What is needed
Update all the entries below by replacing "query phrase" with "search phrase" wherever it occurs, changing nothing else, and leave the pictures out of your answer.

Information shown
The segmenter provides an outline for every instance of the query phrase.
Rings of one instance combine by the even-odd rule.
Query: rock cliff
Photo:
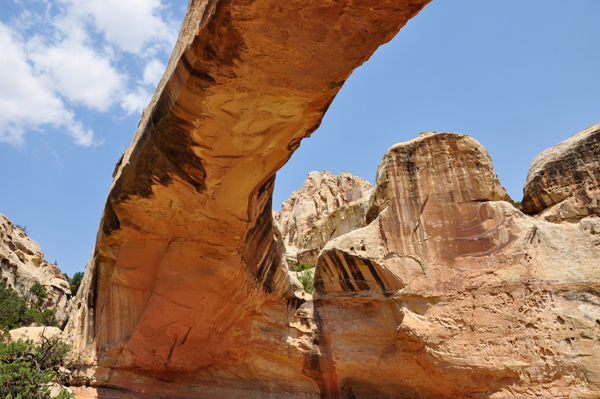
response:
[[[370,195],[350,202],[322,220],[316,221],[310,229],[302,232],[298,238],[297,261],[314,264],[319,252],[329,241],[352,230],[365,227],[369,199]]]
[[[284,244],[298,247],[300,236],[317,221],[353,201],[370,197],[372,192],[371,183],[348,172],[337,176],[326,170],[310,172],[302,188],[283,201],[281,212],[274,212]]]
[[[79,383],[337,396],[310,297],[282,262],[275,172],[352,70],[428,1],[190,1],[75,298]]]
[[[548,221],[600,213],[600,123],[535,157],[521,209]]]
[[[358,397],[600,395],[600,218],[526,216],[479,143],[424,133],[385,154],[367,219],[327,243],[316,266],[322,362],[340,387]]]
[[[472,138],[385,154],[365,227],[320,252],[314,297],[286,267],[275,172],[426,3],[190,1],[75,298],[74,382],[131,397],[600,395],[599,219],[523,214]]]
[[[71,311],[71,287],[55,265],[46,262],[37,242],[0,214],[0,280],[19,295],[32,300],[30,288],[38,281],[46,288],[44,309],[55,308],[56,320],[63,324]]]

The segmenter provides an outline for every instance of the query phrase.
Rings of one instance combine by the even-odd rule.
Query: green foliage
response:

Completed task
The segmenter provides an outline for every instance of the search phrase.
Rings of one instance combine by the even-odd rule.
Query: rock cliff
Photo:
response:
[[[370,195],[350,202],[322,220],[316,221],[310,229],[302,232],[298,238],[297,261],[314,264],[319,252],[329,241],[352,230],[365,227],[369,199]]]
[[[284,244],[298,247],[300,236],[317,221],[353,201],[370,197],[372,192],[371,183],[348,172],[337,176],[326,170],[310,172],[302,188],[283,201],[281,212],[274,212]]]
[[[79,383],[337,396],[310,297],[282,262],[275,172],[352,70],[428,1],[190,1],[75,298]]]
[[[548,221],[600,213],[600,123],[535,157],[521,209]]]
[[[358,397],[600,395],[600,218],[526,216],[479,143],[424,133],[385,154],[367,219],[327,243],[316,266],[322,362],[340,387]]]
[[[472,138],[385,154],[365,227],[320,252],[314,297],[286,267],[275,172],[426,3],[190,1],[75,298],[74,382],[131,397],[600,395],[599,219],[523,214]]]
[[[71,311],[71,287],[55,265],[46,262],[37,242],[0,214],[0,280],[19,295],[32,300],[30,288],[38,281],[46,288],[44,309],[55,308],[56,320],[63,324]]]

The segmenter provides an outline for every instance of the search phrase.
Rings of one instance combine by the even-odd rule.
Query: green foliage
response:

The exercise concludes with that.